- **Exercise**:
Can you write out every line of the material below, requests included, with each x and y coordinate in the answers increased by 100?

Extracted records
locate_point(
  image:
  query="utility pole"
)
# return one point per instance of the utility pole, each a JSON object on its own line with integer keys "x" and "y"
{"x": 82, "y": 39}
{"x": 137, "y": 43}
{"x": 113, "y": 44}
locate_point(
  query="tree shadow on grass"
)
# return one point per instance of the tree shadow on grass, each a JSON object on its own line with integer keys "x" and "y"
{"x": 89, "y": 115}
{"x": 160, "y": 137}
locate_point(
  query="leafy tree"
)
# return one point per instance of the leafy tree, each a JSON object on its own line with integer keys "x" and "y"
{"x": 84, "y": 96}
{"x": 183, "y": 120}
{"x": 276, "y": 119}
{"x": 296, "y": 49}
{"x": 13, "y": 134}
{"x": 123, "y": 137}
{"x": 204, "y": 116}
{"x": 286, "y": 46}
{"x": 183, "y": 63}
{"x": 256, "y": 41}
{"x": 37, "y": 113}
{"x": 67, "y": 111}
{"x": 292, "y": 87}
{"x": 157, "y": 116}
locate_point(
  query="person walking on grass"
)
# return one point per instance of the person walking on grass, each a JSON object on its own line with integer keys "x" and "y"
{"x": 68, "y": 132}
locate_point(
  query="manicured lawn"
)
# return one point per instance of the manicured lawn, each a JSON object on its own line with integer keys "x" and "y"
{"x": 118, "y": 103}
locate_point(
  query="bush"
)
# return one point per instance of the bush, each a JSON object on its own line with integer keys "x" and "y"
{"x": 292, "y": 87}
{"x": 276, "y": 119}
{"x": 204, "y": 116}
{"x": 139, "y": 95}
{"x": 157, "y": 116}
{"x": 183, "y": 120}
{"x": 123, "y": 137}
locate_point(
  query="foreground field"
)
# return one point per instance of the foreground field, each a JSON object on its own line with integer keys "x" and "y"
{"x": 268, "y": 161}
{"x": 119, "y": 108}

- **Solution**:
locate_point(
  image:
  query="utility pole"
)
# return one point per instance of the utility pole, each a JSON object on its own line with integer keys "x" and "y"
{"x": 182, "y": 139}
{"x": 237, "y": 143}
{"x": 213, "y": 144}
locate_point(
  query="tree shadow on grass"
)
# return one point per instance of the tree shadow on grass, each a JSON object on its own line with integer keys "x" and "y"
{"x": 189, "y": 215}
{"x": 260, "y": 237}
locate_point(
  query="leafy tree"
)
# return one point per instance of the leafy tree, each a JSON object on its own line with integer keys "x" and "y"
{"x": 184, "y": 196}
{"x": 283, "y": 220}
{"x": 376, "y": 219}
{"x": 396, "y": 149}
{"x": 113, "y": 234}
{"x": 223, "y": 237}
{"x": 304, "y": 216}
{"x": 386, "y": 146}
{"x": 283, "y": 163}
{"x": 356, "y": 141}
{"x": 137, "y": 213}
{"x": 167, "y": 211}
{"x": 392, "y": 187}
{"x": 257, "y": 216}
locate_point(
  query="person walking on grass"
)
# return one point per instance of the person walking on grass, each a JSON object on its own line with integer keys "x" and "y"
{"x": 168, "y": 232}
locate_point(
  query="manicured lawn"
)
# return one point per instance of the manicured lawn, each a JSON object on its own line with integer keys "x" and "y"
{"x": 218, "y": 203}
locate_point(
  query="bush"
)
# return one point per instance of the bush, each a JSON object on its own line with integer keys "x" and "y"
{"x": 392, "y": 187}
{"x": 376, "y": 219}
{"x": 304, "y": 216}
{"x": 239, "y": 195}
{"x": 257, "y": 216}
{"x": 283, "y": 220}
{"x": 223, "y": 237}
locate_point(
  query="foreground field"
)
# return one point per instance of the foreground field, each a JSON object on its own line with integer keys "x" and "y"
{"x": 368, "y": 261}
{"x": 219, "y": 208}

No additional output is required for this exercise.